Uranium Milling Overview

After uranium ore is mined, it is milled. Milling extracts the uranium from the ore through chemical processes. In a conventional mill, ore is first crushed and then mixed with sulphuric acid, which removes uranium along with other heavy metals, molybdenum, vanadium, selenium, iron, lead, and arsenic. In the in-situ recovery process, chemicals are directly injected into the ground to dissolve uranium deposits without the need to excavate. Dissolved or leached uranium is concentrated, purified, and dried to become the final product: yellowcake. After milling, other companies buy the uranium and enrich it in order to use the material as nuclear fuel.

The milling process creates byproduct materials. This sandy waste is often referred to as tailings and contains heavy metals and radium. As the radium decays over thousands of years, the tailings produce a radioactive gas called radon. For decades, tailings were often piled at mill sites, where they were carried by wind and water to contaminate surrounding areas. The Atomic Energy Act and Energy Policy Act define byproduct material according to radiation level and from what material it was produced. These materials are strictly regulated by the U.S. Nuclear Regulatory Commission (NRC) because of the hazard they pose to public health and safety.

> EXERCISE DESCRIPTION
Decide whether each statement below agrees with the uranium milling overview, answering yes or no and quoting the words of the text that settle it. 1. In a conventional mill, the ore is mixed with sulphuric acid before it is crushed. 2. The in-situ recovery process dissolves uranium deposits without digging them out. 3. The tailings give off radon as the radium in them decays.

> RECORD SET

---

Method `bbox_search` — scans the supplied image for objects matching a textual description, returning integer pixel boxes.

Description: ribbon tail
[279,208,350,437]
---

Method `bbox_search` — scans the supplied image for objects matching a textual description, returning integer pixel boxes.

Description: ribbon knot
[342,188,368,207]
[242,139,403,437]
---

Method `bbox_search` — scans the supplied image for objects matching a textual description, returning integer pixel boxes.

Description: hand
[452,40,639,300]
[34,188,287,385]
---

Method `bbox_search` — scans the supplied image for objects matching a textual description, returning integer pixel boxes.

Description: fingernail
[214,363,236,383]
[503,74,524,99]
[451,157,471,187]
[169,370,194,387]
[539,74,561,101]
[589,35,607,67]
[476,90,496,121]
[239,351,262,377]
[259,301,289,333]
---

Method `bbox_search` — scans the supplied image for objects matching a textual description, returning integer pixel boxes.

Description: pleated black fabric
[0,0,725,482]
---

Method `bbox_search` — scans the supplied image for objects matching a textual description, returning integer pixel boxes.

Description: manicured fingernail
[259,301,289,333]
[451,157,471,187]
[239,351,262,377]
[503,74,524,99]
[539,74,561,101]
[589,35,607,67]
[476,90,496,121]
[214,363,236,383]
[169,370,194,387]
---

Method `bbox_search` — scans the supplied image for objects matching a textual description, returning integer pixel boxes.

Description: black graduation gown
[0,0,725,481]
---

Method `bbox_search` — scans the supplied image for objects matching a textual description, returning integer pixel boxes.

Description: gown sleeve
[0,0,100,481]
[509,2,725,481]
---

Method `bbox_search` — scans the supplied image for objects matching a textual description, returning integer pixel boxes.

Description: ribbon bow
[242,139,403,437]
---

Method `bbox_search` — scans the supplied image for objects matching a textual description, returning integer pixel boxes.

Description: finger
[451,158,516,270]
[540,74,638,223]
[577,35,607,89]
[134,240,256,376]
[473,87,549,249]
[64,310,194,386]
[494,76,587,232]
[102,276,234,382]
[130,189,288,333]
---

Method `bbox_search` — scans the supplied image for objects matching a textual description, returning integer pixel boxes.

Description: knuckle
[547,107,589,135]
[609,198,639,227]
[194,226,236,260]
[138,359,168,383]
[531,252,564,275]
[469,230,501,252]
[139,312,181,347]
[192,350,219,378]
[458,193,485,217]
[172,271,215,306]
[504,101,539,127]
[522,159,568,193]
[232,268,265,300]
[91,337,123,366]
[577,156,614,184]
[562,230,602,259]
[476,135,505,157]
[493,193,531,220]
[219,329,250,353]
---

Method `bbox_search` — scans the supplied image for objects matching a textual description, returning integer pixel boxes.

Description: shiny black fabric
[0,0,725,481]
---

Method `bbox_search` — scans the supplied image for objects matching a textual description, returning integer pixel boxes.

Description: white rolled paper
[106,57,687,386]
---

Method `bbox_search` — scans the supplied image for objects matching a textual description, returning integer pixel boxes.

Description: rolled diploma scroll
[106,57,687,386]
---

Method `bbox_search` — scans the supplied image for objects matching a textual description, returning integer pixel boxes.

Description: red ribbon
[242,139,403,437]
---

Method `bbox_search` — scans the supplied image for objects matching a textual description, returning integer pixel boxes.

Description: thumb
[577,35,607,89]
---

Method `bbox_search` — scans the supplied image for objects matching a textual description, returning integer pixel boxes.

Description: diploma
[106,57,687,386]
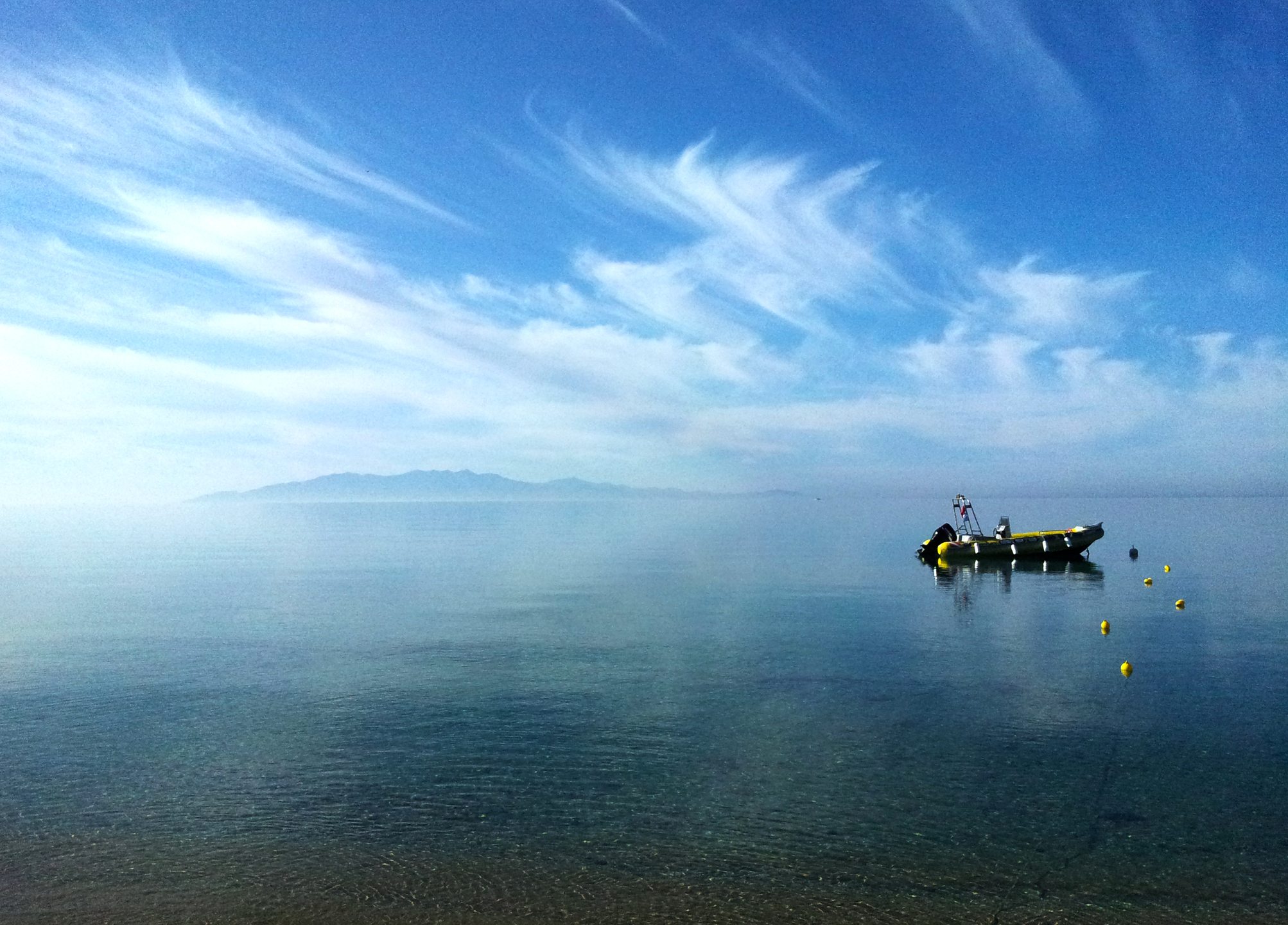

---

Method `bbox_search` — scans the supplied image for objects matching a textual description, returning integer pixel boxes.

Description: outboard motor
[917,523,957,559]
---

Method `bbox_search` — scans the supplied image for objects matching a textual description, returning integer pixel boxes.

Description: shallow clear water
[0,498,1288,922]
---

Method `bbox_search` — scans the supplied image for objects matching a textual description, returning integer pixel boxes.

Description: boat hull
[936,523,1105,561]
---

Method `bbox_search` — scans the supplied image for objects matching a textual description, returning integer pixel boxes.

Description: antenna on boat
[953,495,984,537]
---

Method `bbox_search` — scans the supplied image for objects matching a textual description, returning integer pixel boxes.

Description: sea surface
[0,497,1288,925]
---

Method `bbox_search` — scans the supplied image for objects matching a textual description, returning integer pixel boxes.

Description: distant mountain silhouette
[192,469,796,502]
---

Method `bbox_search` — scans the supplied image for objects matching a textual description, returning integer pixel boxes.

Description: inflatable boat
[917,495,1105,561]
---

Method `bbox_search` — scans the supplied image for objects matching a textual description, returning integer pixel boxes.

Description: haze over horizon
[0,0,1288,502]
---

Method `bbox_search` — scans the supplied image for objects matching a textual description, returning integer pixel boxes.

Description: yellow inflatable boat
[917,495,1105,561]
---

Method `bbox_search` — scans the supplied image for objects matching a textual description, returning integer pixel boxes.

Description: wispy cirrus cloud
[948,0,1097,138]
[0,59,470,228]
[0,57,1288,493]
[595,0,662,42]
[733,35,858,134]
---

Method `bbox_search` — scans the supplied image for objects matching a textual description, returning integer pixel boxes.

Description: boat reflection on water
[926,556,1105,611]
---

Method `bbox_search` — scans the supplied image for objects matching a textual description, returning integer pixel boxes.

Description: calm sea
[0,497,1288,925]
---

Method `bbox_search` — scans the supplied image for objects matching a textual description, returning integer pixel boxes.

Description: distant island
[191,469,797,502]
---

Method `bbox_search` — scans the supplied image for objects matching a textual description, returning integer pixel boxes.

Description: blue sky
[0,0,1288,502]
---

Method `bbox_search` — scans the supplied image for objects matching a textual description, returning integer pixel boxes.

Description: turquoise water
[0,498,1288,924]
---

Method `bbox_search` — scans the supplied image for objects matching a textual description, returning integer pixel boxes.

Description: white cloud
[980,256,1145,336]
[0,60,469,228]
[0,58,1288,493]
[735,36,855,134]
[948,0,1096,137]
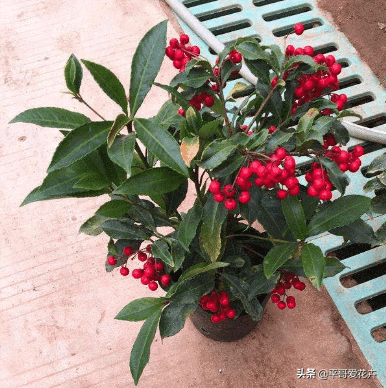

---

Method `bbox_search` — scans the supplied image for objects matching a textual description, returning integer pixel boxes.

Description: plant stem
[75,93,106,121]
[226,234,288,244]
[246,85,277,132]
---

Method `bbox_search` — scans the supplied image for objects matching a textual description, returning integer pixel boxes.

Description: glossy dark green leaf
[329,218,378,245]
[130,307,162,385]
[177,204,203,252]
[114,167,186,196]
[79,214,108,236]
[301,243,326,290]
[134,119,189,177]
[308,195,371,236]
[200,139,237,169]
[222,273,263,321]
[151,240,174,268]
[82,59,127,115]
[107,133,135,175]
[95,199,132,218]
[282,195,308,240]
[9,107,91,129]
[263,242,297,279]
[200,196,228,263]
[48,121,112,172]
[64,54,83,95]
[107,113,130,148]
[130,20,167,118]
[319,158,350,194]
[115,297,165,322]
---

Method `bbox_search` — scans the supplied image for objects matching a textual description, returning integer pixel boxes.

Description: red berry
[138,251,147,261]
[123,246,133,256]
[208,179,221,194]
[154,261,164,272]
[180,34,189,44]
[223,184,236,198]
[294,23,304,35]
[276,189,288,200]
[239,191,251,203]
[161,273,170,287]
[119,267,130,276]
[148,280,158,291]
[224,198,237,210]
[131,268,143,279]
[107,256,117,265]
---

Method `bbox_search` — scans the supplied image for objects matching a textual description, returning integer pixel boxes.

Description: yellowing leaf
[180,136,200,166]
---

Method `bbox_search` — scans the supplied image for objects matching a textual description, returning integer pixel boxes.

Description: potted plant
[11,21,378,384]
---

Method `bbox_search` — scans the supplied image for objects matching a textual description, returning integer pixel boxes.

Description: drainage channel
[166,0,386,388]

> YOUR SOLUTION
1. No: "ore is first crushed and then mixed with sulphuric acid"
2. Yes: "chemicals are directly injected into the ground to dissolve uranium deposits without the need to excavate"
3. Yes: "As the radium decays over thousands of years, the tailings produce a radioactive gas called radon."